WORK REQUIRED ▸ Lines with the word "segment": copy all of them from the entries below.

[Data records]
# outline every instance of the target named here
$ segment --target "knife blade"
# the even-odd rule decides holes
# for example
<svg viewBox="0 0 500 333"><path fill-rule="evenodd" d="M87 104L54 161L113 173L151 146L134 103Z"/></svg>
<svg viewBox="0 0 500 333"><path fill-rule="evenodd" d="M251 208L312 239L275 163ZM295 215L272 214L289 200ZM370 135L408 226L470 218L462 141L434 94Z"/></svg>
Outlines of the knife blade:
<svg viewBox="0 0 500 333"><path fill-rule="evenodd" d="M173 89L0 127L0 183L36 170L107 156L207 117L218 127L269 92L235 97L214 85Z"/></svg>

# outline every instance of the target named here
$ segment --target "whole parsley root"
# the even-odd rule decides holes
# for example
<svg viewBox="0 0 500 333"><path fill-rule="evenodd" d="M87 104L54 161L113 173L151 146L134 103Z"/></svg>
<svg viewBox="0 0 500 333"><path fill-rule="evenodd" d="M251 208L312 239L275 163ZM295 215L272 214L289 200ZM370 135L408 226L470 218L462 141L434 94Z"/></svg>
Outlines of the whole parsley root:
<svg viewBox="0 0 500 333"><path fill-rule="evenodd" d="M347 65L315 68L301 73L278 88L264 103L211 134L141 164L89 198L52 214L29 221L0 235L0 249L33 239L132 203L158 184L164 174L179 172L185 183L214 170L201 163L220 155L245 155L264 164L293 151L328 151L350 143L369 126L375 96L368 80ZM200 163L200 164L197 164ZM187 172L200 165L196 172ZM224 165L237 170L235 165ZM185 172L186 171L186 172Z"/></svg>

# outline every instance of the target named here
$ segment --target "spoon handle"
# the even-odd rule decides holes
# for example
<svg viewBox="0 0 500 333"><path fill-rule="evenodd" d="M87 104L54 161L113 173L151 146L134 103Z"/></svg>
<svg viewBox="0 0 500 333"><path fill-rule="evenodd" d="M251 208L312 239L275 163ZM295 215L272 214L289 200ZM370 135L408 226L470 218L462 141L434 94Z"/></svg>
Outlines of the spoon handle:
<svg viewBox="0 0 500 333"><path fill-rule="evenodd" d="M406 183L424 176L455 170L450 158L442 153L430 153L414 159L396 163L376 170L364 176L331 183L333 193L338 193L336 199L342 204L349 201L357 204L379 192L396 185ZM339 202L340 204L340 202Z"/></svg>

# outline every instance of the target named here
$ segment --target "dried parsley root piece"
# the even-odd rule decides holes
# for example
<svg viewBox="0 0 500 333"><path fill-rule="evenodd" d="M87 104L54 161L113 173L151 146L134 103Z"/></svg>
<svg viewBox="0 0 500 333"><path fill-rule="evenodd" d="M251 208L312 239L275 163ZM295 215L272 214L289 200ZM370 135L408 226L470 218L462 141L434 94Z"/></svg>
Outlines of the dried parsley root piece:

RESULT OF THIS TASK ▸
$ segment --target "knife blade"
$ segment --target "whole parsley root"
$ segment --target "spoon handle"
$ segment --target "dried parsley root piece"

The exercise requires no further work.